Please count the lines in the entries below that contain the string "target", treating uppercase and lowercase letters as different, and reply with the number alone.

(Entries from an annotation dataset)
--- begin ---
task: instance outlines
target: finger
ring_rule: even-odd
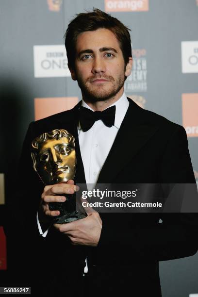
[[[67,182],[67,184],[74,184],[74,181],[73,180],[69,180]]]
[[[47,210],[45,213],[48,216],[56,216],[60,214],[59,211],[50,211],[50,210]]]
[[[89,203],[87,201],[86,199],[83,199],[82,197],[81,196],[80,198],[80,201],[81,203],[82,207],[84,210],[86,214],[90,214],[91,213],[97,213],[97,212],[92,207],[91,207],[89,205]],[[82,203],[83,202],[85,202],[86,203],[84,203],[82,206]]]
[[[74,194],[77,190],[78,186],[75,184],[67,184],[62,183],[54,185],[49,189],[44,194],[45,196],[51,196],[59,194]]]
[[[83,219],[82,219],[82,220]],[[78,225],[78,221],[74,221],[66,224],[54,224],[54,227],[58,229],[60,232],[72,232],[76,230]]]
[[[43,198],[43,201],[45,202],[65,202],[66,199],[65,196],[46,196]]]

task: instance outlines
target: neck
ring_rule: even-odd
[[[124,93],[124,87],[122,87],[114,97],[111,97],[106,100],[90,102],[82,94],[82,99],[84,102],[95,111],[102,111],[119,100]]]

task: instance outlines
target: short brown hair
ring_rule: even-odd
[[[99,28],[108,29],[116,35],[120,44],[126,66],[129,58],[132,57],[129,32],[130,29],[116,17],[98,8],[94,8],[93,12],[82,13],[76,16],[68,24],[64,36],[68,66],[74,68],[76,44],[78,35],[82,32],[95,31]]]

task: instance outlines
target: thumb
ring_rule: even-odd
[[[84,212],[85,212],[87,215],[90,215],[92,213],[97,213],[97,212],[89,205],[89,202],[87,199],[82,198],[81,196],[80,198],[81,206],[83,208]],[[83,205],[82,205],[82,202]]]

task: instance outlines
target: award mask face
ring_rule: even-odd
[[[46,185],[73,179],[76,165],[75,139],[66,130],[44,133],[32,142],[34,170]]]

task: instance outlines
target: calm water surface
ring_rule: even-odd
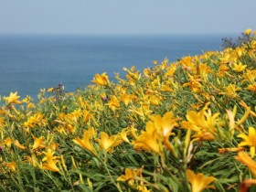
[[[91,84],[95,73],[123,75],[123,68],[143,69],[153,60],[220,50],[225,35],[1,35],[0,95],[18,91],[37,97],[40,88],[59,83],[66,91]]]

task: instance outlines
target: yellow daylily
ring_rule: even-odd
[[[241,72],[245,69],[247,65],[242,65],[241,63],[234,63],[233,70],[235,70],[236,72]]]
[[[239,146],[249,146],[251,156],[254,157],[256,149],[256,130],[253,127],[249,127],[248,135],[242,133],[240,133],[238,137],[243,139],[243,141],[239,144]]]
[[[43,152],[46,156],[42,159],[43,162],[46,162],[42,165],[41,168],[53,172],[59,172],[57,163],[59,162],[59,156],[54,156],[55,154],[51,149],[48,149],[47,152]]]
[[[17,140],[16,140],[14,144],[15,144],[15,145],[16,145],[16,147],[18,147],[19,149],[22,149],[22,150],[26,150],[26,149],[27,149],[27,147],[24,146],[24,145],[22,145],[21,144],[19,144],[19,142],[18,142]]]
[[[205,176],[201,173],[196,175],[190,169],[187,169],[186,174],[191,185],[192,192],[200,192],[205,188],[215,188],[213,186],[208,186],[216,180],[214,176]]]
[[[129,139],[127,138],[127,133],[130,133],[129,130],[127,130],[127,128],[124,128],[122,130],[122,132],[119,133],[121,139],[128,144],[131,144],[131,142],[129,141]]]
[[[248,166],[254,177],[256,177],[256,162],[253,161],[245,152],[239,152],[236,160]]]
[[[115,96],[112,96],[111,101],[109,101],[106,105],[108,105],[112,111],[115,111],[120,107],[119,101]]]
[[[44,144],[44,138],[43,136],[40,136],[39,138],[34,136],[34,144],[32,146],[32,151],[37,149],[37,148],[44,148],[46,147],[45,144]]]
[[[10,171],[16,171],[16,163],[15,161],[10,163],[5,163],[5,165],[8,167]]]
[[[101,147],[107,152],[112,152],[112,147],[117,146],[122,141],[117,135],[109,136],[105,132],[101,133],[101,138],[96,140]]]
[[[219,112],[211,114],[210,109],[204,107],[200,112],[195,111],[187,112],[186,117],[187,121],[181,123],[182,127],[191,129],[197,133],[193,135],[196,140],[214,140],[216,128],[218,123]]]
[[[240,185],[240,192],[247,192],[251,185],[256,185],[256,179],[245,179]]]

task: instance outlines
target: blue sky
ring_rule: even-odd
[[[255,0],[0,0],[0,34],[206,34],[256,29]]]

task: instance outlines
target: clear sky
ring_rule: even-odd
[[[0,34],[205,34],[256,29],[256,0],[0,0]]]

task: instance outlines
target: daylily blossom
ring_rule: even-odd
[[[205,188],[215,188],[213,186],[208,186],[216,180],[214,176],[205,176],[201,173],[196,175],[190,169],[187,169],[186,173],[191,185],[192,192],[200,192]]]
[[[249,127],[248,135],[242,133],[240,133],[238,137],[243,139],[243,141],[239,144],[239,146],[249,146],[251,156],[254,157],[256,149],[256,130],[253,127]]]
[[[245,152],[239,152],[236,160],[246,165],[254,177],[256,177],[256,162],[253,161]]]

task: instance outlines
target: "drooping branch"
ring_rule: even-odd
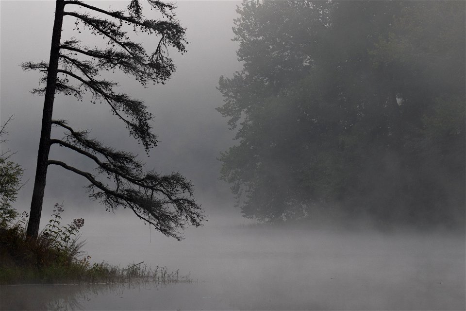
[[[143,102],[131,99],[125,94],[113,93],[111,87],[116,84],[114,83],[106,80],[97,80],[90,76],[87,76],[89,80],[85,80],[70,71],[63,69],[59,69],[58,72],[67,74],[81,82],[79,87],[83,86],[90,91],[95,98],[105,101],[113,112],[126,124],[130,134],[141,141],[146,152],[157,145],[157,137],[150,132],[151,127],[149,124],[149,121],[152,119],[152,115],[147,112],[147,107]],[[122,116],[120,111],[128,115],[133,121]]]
--- end ---
Exercise response: 11